Working behind the scenes in quiet anonymity, a large cadre of engineers was tasked with ensuring the flight, moon landing and return to earth were successful. Without their hard work and dedication, Armstrong might never have uttered that now infamous statement, “That's one small step for man; one giant leap for mankind.”

“I think there was a national purpose behind the moon landing—a shared sense of unity,” remarks Ed Poole, who, having just graduated from college with a mathematics degree, began his behind-the-scenes Apollo 11 work in 1965 as an IBM programmer. “I was surrounded by people who were very committed to performing their parts to make sure everything went as well as it did. Nobody was looking at the clock and packing it in at five o’clock.”

These dedicated people included between 1,500 to 2,000 IBM engineers, estimates Poole, who were writing software and installing the necessary hardware. In the case of Apollo 11, this hardware included five IBM System/360 Model 75s, one acting as the primary control box, a second as an active backup for that, a third as an inactive backup for the second should it have to take on the duties of the first—and so on.

----

Given task A:
Reproduce the passage about the IBM engineers behind Apollo 11 word for word.
The passage and the entries are unrelated material.

Material supplied:

----

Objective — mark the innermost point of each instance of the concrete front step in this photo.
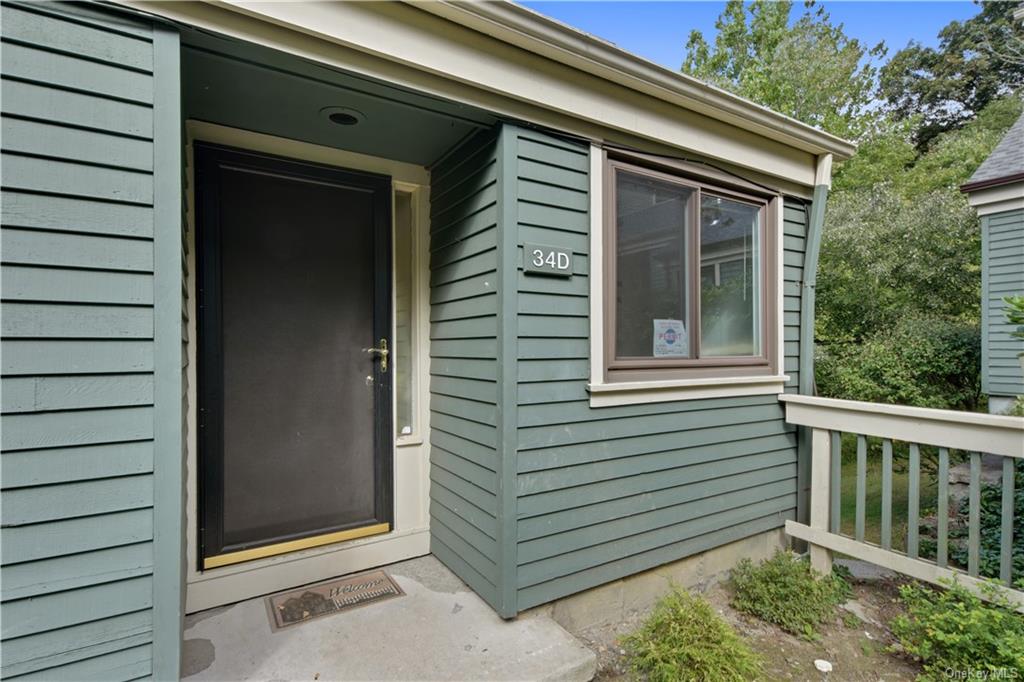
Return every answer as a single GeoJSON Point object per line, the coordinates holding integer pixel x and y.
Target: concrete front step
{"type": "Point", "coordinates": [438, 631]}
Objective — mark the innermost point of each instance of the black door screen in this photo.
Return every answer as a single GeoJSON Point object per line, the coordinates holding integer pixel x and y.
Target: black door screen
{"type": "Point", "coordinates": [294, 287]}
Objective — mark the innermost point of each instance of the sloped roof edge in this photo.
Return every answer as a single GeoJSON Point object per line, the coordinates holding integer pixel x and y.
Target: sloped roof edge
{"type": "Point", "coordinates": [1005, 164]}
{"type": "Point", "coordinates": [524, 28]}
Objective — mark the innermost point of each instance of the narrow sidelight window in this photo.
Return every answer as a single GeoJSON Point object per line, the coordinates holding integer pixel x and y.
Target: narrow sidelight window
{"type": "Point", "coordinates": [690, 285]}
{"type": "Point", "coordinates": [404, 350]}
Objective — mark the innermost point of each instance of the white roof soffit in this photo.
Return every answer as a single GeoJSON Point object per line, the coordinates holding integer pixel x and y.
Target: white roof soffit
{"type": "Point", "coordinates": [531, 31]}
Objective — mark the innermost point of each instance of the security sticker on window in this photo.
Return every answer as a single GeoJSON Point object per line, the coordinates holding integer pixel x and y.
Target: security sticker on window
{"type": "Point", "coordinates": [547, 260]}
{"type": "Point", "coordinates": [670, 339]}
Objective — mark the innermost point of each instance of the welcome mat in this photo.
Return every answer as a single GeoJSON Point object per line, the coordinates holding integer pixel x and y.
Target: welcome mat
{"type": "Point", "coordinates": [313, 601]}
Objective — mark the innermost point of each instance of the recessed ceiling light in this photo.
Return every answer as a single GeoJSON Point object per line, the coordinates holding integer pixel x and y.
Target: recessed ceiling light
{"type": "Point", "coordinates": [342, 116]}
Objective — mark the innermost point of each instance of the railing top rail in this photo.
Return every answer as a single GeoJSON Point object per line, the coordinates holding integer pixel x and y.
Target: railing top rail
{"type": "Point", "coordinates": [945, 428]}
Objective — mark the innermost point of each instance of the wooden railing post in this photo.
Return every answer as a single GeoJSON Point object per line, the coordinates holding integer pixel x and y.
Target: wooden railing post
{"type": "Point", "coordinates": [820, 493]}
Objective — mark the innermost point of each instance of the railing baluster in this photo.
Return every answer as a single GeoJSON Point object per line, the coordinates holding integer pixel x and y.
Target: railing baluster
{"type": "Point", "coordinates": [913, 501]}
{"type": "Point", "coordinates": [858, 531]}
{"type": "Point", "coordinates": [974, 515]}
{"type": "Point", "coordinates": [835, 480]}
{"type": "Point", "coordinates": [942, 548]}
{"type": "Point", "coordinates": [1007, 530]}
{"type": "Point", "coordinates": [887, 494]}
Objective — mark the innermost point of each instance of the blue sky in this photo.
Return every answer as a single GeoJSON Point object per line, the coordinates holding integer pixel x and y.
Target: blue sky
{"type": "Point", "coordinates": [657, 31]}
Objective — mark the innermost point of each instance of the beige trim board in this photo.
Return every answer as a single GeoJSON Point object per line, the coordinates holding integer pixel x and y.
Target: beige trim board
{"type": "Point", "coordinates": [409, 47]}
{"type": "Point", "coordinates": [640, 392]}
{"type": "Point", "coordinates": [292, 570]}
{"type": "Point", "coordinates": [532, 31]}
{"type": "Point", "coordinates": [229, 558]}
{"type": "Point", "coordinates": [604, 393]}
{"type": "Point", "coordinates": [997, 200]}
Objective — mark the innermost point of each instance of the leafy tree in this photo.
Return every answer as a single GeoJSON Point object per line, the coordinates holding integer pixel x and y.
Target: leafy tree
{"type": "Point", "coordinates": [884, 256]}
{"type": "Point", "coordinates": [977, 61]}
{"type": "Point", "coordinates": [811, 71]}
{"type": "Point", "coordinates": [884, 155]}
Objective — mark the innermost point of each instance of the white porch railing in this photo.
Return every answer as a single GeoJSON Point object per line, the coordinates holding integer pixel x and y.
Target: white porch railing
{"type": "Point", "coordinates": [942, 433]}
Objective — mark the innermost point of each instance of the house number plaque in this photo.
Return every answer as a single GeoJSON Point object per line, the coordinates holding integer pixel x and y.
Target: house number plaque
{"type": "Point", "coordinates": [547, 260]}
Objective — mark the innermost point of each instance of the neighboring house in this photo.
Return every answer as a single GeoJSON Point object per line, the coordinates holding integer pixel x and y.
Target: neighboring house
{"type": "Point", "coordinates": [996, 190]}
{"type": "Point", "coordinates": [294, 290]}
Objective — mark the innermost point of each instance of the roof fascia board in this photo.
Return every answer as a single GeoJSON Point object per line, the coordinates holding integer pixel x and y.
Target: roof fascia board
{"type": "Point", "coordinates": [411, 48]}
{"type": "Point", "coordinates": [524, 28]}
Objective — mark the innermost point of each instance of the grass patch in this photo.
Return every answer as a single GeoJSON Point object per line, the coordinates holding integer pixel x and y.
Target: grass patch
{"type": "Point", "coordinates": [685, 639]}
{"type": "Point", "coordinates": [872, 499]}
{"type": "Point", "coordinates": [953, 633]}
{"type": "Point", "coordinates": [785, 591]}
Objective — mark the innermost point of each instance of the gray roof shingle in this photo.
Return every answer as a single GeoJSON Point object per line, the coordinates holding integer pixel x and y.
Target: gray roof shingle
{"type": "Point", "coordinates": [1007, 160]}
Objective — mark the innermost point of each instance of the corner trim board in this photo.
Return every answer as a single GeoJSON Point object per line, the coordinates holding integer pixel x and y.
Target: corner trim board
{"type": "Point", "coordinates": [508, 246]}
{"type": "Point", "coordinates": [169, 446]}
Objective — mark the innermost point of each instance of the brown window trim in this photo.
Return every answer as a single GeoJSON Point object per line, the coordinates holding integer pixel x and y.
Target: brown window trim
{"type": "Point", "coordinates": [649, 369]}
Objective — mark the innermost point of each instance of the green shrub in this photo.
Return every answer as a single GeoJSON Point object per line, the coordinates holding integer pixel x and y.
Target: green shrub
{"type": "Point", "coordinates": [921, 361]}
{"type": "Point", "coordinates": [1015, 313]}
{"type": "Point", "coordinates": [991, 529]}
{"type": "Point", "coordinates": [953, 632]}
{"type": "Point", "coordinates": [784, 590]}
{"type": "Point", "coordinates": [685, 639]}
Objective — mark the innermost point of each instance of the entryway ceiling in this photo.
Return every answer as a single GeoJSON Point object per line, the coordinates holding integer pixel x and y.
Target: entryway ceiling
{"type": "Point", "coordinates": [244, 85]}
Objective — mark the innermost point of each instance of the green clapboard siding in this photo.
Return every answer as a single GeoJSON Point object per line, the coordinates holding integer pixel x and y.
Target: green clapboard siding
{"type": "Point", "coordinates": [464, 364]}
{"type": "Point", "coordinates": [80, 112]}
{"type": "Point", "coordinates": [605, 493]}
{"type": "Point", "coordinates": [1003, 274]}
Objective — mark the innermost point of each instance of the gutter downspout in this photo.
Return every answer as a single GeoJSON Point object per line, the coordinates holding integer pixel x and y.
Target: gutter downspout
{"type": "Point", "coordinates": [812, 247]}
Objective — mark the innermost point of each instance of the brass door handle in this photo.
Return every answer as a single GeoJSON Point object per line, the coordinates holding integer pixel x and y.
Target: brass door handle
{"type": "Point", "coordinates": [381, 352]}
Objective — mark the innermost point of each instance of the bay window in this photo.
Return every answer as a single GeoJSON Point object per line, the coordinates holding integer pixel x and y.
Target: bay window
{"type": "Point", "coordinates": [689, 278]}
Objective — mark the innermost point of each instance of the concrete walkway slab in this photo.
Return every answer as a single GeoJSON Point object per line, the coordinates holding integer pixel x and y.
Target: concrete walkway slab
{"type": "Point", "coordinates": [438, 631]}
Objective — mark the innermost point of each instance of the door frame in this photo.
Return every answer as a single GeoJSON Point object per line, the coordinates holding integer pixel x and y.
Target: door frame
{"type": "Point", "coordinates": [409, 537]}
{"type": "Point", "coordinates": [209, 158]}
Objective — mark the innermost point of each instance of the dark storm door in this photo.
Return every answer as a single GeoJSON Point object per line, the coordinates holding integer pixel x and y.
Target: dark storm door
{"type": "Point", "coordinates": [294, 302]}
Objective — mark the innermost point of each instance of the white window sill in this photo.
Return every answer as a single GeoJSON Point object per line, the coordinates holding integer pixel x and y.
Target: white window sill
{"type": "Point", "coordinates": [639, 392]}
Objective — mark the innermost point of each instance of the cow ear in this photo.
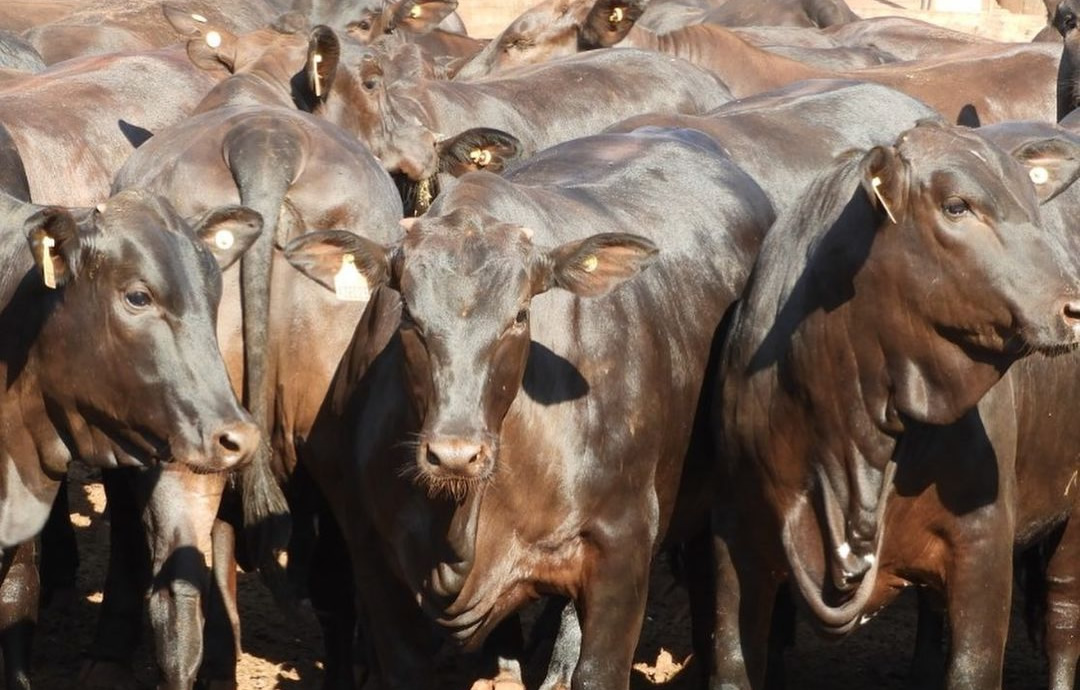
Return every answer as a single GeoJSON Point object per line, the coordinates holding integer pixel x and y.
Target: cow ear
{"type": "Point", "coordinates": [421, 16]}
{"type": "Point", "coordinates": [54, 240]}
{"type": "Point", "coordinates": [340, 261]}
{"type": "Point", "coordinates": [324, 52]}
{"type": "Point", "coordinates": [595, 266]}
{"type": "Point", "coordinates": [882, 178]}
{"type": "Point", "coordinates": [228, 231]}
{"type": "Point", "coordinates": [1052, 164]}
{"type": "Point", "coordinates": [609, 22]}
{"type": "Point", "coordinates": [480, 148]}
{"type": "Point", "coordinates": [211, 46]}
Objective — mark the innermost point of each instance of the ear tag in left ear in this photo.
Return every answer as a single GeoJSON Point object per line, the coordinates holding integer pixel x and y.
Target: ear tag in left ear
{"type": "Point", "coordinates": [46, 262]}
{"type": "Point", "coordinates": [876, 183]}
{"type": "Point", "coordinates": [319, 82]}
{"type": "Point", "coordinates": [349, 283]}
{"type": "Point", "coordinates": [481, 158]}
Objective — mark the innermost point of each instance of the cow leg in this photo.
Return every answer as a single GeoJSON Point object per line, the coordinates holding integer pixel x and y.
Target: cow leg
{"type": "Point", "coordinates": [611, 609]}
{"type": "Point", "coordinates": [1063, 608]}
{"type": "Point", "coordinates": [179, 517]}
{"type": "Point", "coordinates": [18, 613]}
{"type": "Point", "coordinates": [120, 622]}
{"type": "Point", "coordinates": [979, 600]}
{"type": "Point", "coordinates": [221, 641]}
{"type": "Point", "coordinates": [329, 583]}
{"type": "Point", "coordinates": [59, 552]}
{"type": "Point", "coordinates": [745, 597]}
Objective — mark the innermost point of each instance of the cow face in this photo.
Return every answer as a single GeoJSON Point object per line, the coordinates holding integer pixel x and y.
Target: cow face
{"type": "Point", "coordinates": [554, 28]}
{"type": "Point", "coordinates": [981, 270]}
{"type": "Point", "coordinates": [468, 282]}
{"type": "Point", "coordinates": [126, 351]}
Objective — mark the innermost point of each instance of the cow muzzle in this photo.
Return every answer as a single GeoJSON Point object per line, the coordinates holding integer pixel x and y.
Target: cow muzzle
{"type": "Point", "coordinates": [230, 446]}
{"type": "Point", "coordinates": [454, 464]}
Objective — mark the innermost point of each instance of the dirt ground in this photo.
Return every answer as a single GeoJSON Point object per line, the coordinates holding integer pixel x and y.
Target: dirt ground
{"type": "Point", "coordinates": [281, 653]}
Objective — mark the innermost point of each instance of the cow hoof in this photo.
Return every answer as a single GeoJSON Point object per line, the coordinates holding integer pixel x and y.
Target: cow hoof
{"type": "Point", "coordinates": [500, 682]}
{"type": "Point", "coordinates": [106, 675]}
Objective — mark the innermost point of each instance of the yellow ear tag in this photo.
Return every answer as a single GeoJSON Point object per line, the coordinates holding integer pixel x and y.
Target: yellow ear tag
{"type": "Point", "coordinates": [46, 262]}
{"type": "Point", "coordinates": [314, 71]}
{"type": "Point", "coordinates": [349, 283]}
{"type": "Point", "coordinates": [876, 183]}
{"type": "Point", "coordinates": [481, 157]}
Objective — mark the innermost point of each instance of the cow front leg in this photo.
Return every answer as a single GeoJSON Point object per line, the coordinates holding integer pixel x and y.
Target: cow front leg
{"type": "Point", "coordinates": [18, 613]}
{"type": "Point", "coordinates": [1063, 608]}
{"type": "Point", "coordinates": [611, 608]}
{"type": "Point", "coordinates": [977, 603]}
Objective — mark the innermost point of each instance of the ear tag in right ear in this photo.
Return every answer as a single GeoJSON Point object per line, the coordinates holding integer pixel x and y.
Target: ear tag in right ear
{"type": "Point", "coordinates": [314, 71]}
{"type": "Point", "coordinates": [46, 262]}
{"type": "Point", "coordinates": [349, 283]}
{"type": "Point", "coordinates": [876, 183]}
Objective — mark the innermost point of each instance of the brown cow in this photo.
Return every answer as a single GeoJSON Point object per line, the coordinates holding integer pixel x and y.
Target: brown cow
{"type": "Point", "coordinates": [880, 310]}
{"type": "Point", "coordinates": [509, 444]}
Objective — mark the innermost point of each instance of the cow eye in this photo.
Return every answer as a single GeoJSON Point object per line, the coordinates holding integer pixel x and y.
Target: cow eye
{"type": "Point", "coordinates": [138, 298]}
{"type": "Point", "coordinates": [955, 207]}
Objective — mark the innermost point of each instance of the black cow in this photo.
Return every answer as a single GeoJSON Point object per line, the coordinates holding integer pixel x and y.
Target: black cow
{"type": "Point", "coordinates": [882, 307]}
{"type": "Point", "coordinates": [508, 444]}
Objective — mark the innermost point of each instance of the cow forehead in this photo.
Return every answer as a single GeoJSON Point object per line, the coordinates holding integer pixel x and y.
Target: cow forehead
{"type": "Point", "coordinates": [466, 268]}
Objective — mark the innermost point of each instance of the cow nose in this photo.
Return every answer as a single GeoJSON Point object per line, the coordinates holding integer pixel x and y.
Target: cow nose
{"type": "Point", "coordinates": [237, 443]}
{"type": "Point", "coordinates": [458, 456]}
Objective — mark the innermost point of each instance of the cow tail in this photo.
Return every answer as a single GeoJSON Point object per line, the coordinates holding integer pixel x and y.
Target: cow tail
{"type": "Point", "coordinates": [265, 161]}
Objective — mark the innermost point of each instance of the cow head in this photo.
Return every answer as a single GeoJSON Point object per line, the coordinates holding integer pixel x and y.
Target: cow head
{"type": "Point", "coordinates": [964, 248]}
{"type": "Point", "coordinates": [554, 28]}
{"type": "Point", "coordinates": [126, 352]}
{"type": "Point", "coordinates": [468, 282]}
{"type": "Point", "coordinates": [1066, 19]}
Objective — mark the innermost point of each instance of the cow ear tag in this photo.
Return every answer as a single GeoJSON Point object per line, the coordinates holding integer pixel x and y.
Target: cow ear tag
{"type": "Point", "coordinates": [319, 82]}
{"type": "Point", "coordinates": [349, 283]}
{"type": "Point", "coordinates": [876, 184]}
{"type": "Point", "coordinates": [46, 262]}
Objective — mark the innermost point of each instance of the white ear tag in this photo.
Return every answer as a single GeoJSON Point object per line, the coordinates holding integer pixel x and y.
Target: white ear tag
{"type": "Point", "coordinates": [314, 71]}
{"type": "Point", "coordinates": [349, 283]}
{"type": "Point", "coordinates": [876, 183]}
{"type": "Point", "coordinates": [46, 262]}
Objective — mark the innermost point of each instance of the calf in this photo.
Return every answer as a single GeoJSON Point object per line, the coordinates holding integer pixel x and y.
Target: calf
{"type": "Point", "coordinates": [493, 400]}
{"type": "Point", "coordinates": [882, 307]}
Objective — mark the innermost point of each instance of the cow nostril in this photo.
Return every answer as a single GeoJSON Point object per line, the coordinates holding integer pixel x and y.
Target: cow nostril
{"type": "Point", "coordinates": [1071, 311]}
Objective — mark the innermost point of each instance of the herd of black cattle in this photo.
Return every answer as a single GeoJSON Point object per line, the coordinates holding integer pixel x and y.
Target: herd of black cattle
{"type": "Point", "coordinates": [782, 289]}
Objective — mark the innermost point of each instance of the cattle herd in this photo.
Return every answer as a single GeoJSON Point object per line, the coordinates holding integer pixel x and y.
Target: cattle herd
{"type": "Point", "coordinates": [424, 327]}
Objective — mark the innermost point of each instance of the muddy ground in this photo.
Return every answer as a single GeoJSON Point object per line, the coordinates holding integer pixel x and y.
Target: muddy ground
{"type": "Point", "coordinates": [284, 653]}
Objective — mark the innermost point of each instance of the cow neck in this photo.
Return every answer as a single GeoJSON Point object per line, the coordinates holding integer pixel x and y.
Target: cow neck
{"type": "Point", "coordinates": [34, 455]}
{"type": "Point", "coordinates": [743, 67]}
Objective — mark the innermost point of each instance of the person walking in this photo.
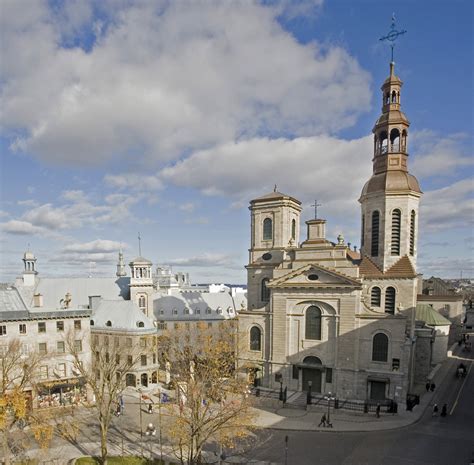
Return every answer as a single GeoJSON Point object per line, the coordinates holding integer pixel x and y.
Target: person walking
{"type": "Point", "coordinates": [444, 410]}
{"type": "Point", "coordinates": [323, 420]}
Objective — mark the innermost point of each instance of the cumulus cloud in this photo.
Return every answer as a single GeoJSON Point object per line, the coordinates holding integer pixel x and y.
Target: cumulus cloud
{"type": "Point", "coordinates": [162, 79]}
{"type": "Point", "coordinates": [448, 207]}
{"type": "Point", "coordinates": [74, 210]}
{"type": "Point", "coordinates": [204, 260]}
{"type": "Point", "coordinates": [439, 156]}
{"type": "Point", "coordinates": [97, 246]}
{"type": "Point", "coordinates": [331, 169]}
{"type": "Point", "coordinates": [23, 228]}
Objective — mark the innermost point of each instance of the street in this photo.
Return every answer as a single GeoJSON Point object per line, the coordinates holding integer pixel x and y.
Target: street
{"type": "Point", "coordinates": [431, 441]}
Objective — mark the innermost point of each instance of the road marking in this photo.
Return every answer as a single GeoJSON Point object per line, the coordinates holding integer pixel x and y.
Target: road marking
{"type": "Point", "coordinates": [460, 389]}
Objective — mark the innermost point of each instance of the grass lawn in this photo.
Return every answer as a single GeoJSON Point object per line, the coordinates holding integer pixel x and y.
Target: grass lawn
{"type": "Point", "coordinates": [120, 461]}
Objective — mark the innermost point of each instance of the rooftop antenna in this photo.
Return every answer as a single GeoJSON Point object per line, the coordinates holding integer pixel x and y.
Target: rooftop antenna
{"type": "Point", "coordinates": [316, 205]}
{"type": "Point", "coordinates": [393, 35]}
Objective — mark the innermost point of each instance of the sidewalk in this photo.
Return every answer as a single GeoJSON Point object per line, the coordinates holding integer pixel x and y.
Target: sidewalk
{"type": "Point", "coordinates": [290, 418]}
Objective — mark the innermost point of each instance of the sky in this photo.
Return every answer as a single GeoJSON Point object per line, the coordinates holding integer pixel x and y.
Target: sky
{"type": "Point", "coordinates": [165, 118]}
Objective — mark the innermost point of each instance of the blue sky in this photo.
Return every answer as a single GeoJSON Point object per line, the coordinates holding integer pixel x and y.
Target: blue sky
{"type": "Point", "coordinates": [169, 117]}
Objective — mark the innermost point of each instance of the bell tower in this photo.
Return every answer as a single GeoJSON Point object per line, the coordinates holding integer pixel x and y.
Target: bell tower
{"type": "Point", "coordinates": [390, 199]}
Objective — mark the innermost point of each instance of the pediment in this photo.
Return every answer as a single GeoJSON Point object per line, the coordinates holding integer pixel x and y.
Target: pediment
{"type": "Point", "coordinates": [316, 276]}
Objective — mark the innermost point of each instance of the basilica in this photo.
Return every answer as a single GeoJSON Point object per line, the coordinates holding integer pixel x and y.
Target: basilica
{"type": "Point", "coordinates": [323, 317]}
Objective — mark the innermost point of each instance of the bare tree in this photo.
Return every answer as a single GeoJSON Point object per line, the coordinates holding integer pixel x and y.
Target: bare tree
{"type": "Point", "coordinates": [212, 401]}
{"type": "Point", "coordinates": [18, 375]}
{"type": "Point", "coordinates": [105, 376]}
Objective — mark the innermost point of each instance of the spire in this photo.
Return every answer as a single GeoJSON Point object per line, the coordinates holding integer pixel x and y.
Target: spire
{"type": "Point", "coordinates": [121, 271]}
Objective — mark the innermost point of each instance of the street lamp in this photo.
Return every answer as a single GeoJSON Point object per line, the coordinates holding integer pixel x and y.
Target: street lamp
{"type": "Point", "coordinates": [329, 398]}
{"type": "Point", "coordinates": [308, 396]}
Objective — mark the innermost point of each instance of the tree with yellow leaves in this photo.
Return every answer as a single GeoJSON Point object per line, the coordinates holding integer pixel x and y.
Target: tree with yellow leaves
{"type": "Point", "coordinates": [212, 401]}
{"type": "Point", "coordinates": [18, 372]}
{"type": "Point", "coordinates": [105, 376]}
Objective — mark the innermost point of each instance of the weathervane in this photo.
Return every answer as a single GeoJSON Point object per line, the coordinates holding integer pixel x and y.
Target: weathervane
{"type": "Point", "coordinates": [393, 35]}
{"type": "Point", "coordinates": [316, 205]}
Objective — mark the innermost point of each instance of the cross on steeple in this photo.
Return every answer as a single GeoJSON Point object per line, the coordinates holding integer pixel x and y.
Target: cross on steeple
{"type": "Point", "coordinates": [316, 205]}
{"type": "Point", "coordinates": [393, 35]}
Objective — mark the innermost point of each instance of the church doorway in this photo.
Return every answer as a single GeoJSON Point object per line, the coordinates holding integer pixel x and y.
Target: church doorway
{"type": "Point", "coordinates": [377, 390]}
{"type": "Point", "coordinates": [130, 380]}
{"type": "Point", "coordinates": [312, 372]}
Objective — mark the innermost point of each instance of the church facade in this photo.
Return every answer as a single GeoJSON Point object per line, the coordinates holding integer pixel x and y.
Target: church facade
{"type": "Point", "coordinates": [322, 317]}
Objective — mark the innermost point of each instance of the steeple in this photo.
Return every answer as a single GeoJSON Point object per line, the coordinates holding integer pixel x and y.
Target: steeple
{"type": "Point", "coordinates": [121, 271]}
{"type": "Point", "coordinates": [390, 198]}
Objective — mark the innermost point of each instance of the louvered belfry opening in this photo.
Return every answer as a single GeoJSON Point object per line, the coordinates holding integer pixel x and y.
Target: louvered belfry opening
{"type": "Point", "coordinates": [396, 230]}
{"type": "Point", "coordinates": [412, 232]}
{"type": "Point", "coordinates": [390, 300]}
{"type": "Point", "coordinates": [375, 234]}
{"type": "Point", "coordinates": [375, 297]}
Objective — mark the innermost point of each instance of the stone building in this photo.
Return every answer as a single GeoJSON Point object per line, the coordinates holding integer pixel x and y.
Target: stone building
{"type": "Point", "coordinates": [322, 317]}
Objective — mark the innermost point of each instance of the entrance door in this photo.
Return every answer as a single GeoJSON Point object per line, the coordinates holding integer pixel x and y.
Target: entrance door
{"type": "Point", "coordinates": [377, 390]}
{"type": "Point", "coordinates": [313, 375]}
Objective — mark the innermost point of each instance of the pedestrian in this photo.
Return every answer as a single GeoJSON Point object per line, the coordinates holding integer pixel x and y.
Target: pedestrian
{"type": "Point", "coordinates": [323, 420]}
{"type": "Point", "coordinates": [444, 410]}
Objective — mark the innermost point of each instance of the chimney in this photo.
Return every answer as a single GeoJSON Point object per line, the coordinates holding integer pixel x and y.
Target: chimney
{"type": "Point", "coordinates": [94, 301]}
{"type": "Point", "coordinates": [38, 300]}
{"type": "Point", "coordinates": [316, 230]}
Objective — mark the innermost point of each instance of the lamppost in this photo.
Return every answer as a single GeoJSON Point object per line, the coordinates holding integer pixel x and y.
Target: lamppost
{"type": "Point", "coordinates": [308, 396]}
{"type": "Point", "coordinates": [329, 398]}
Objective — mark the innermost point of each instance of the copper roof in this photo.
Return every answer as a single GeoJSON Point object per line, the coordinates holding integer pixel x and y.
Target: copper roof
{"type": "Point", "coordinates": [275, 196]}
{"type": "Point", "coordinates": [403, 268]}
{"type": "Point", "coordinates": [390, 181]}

----

Given task B:
Locate each line of the entries containing the word "narrow" and copy those lines out.

Solution A:
Working behind the scenes in quiet anonymity, a large cadre of engineers was tasked with ensuring the flight, moon landing and return to earth were successful. Without their hard work and dedication, Armstrong might never have uttered that now infamous statement, “That's one small step for man; one giant leap for mankind.”

“I think there was a national purpose behind the moon landing—a shared sense of unity,” remarks Ed Poole, who, having just graduated from college with a mathematics degree, began his behind-the-scenes Apollo 11 work in 1965 as an IBM programmer. “I was surrounded by people who were very committed to performing their parts to make sure everything went as well as it did. Nobody was looking at the clock and packing it in at five o’clock.”

These dedicated people included between 1,500 to 2,000 IBM engineers, estimates Poole, who were writing software and installing the necessary hardware. In the case of Apollo 11, this hardware included five IBM System/360 Model 75s, one acting as the primary control box, a second as an active backup for that, a third as an inactive backup for the second should it have to take on the duties of the first—and so on.

Solution B:
Objective — mark the innermost point of each instance of the narrow sidelight window in this photo.
Target: narrow sidelight window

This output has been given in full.